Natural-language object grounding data
- - - - - - -

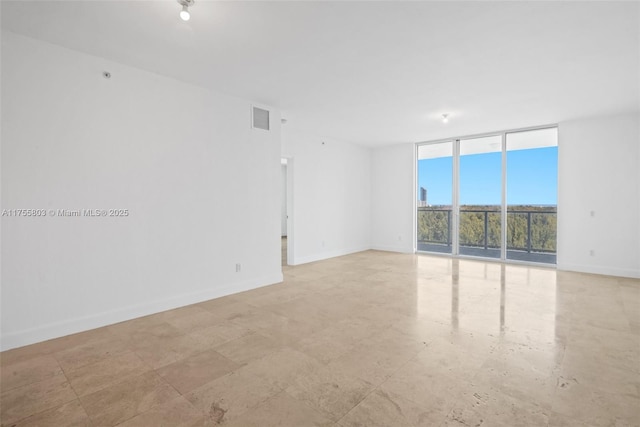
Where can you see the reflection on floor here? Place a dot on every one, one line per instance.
(370, 339)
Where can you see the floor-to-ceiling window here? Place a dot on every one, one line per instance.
(532, 194)
(491, 196)
(435, 197)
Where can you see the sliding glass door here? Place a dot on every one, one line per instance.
(435, 197)
(490, 196)
(532, 194)
(481, 196)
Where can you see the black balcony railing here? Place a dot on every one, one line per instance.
(528, 230)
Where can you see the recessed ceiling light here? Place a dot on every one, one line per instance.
(184, 13)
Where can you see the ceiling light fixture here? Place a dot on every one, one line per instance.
(184, 13)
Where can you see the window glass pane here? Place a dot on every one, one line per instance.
(435, 192)
(480, 196)
(532, 194)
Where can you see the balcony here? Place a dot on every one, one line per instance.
(531, 233)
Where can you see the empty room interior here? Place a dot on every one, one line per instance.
(320, 213)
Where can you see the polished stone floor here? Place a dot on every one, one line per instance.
(370, 339)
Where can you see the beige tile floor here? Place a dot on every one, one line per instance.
(370, 339)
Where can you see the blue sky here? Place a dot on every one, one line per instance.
(531, 178)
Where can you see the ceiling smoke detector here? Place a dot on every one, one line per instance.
(184, 13)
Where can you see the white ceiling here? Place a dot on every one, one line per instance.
(372, 72)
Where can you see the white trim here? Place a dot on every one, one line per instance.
(85, 323)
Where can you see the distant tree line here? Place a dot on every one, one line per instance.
(434, 226)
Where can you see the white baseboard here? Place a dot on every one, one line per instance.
(596, 269)
(81, 324)
(328, 254)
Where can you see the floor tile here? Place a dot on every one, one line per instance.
(196, 370)
(282, 411)
(383, 409)
(117, 403)
(330, 392)
(247, 348)
(177, 413)
(90, 378)
(230, 396)
(29, 371)
(70, 414)
(22, 402)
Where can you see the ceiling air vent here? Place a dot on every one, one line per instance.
(260, 118)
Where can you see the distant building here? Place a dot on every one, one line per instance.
(423, 197)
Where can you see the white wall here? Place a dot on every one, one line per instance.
(283, 204)
(599, 171)
(392, 181)
(201, 186)
(331, 203)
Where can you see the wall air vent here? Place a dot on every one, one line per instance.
(260, 118)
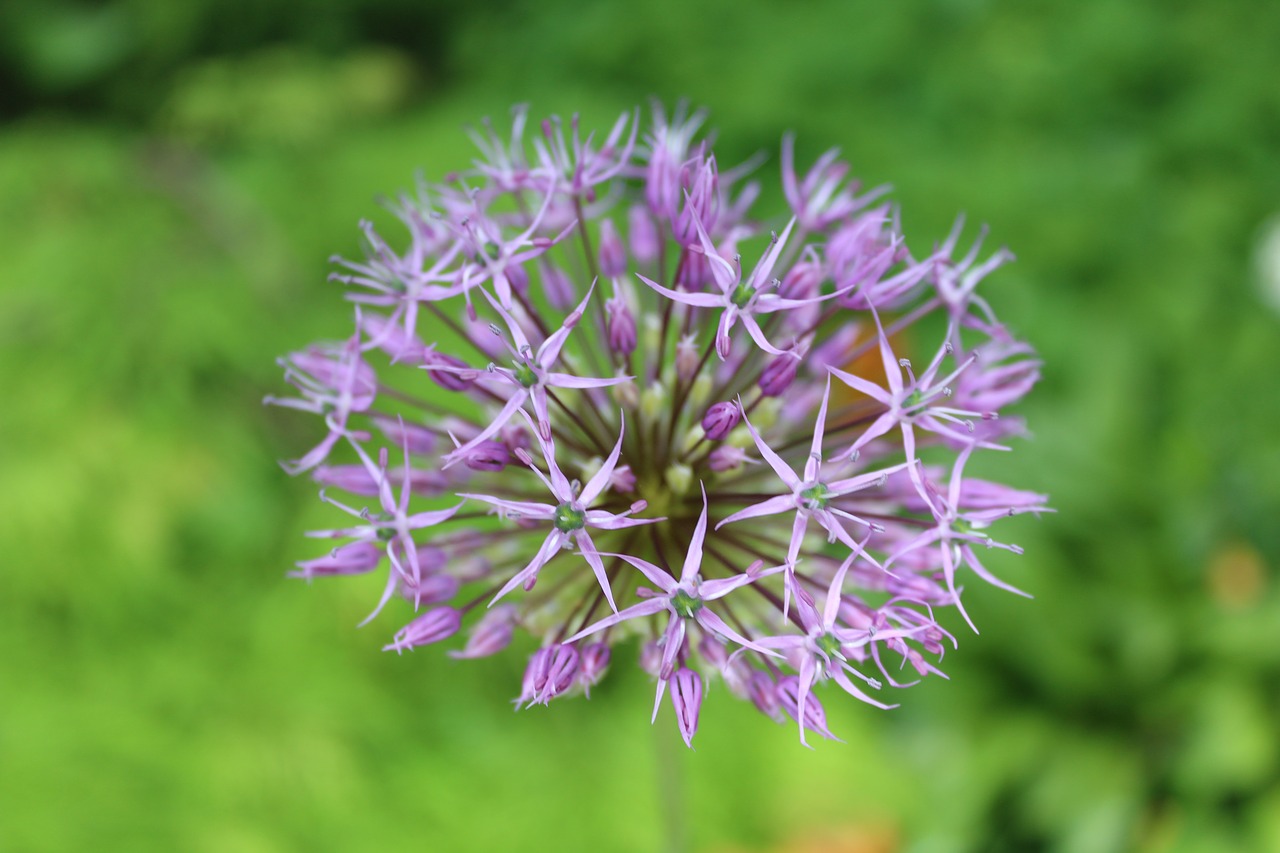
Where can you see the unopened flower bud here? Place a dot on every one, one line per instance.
(721, 419)
(621, 327)
(686, 698)
(686, 357)
(613, 254)
(488, 456)
(432, 626)
(778, 374)
(490, 634)
(429, 589)
(447, 378)
(352, 559)
(726, 457)
(592, 665)
(801, 281)
(556, 674)
(643, 233)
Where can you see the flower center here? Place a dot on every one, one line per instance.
(685, 603)
(568, 519)
(741, 295)
(525, 374)
(816, 497)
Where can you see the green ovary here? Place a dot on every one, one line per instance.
(567, 519)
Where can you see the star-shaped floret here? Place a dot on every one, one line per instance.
(956, 533)
(530, 375)
(571, 516)
(918, 402)
(810, 496)
(739, 299)
(394, 525)
(824, 648)
(685, 600)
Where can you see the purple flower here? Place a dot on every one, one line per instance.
(721, 419)
(432, 626)
(686, 698)
(562, 420)
(571, 518)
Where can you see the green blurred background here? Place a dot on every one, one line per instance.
(173, 178)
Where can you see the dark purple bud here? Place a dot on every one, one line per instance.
(490, 634)
(686, 697)
(721, 419)
(622, 327)
(429, 589)
(488, 456)
(593, 664)
(778, 374)
(432, 626)
(352, 559)
(726, 457)
(447, 378)
(613, 254)
(411, 437)
(645, 241)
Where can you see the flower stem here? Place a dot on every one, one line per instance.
(671, 792)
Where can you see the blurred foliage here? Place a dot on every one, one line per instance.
(173, 178)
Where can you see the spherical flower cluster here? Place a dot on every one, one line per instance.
(590, 397)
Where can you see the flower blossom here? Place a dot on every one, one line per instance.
(575, 465)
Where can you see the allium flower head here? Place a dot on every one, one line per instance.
(566, 411)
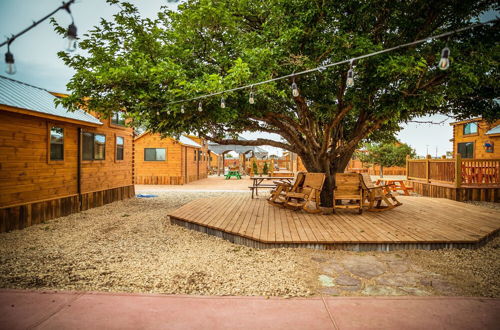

- - - - - - -

## Instructions to follow
Each entry should be set down exactly, pictures excluded.

## Written answer
Where can you see the reflection on floor here? Place a dot on every one, one line per instance.
(370, 339)
Where can you see the floor-to-ceiling window here? Place a dot on every one, one line per instance.
(532, 194)
(491, 196)
(435, 197)
Where can you see the sliding glass door here? Place a dot on every one, one line per instance.
(435, 197)
(490, 196)
(532, 194)
(481, 196)
Where can you see the black balcony railing here? Place a dot on every one, one line per instance.
(528, 230)
Where can you see the recessed ceiling light here? Place a dot on every one, one line per instance.
(184, 13)
Where can you see the ceiling light fixture here? Place a dot on every one, one line per instance.
(184, 13)
Where can you see the window glass pane here? Place a dot on every one, one line per instance.
(435, 192)
(480, 196)
(532, 194)
Where can you see the balcony here? Place a dot on every one, one line per instance.
(531, 233)
Where can you see the empty room interior here? Place a dot on every one, one line per instance.
(320, 213)
Where can you see the polished stone floor here? Place a dot on every one, one line per instance.
(370, 339)
Where can you see the beige tile floor here? Place a dot on every one, one line per instance.
(370, 339)
Where can you see the blue sky here? Place a dot on every one, one line per instance.
(531, 178)
Where can you see the ceiling smoke detector here? Place a dot on every one, one line per instance.
(184, 13)
Where can you see the white ceiling here? Place a dot on every one, one line per instance.
(372, 72)
Where can you see the white trim here? Place a dot on every one, one line per instance.
(85, 323)
Where can you see the distant tree line here? Place a dot on every one, one line per instance.
(434, 226)
Where can you see the white baseboard here? Place a dot on every one, one line per instance.
(596, 269)
(81, 324)
(328, 254)
Where can you see the floor tile here? Place a dot on every one, one line per instance.
(196, 370)
(282, 411)
(383, 409)
(117, 403)
(330, 392)
(247, 348)
(177, 413)
(90, 378)
(230, 396)
(29, 371)
(70, 414)
(22, 402)
Where can you see the ceiling air vent here? Place a dot on every one, one line per instance.
(260, 118)
Where can you see the distant building here? Place a dot on every one, one line per instance.
(423, 197)
Where can you see the white wall here? Place a dot on every one, one line per instance.
(283, 204)
(599, 171)
(392, 181)
(201, 186)
(331, 203)
Where can you see the wall air vent here? Place a dot on every one, one line per instance.
(260, 118)
Where can you see the unopened flower bud here? Place a dot on every one, one line per instance.
(721, 419)
(621, 327)
(686, 698)
(686, 357)
(613, 254)
(488, 456)
(432, 626)
(778, 374)
(490, 634)
(429, 589)
(447, 378)
(352, 559)
(726, 457)
(592, 665)
(801, 281)
(556, 674)
(643, 233)
Where can you see the flower center here? Place a dot on every one, one line per instance.
(685, 603)
(568, 519)
(741, 295)
(525, 374)
(816, 497)
Where can you see the green ovary here? Place a dot on every one, one line per instance.
(567, 519)
Where can you see the star-shaped floret here? Place a dot on every one, one line per instance.
(956, 533)
(530, 375)
(571, 516)
(918, 402)
(810, 496)
(739, 299)
(394, 525)
(824, 648)
(685, 600)
Where can you see the purple flower here? Place a dot on every one, one line per instance.
(721, 419)
(432, 626)
(686, 698)
(562, 420)
(571, 518)
Where can you see the green blurred background here? Place a dot on every one, one line per instance.
(173, 178)
Where can you see the dark purple bud here? Place a dot on every one, one line per instance.
(490, 634)
(686, 697)
(721, 419)
(622, 327)
(429, 589)
(488, 456)
(593, 664)
(778, 374)
(432, 626)
(352, 559)
(726, 457)
(447, 378)
(613, 254)
(411, 437)
(645, 241)
Where can you see the flower stem here? Place a dot on every one, one line per instance.
(671, 792)
Where can you see the blurred foliage here? Place a dot on every one, one line per instance.
(173, 178)
Where can you see the spherical flower cluster here? Place a dot on every one, one line per instance.
(590, 397)
Where can you see the flower blossom here? Place a dot on every one, one line per instance.
(575, 465)
Where can you see the allium flower head here? Place a dot on every one, one line per instance.
(566, 411)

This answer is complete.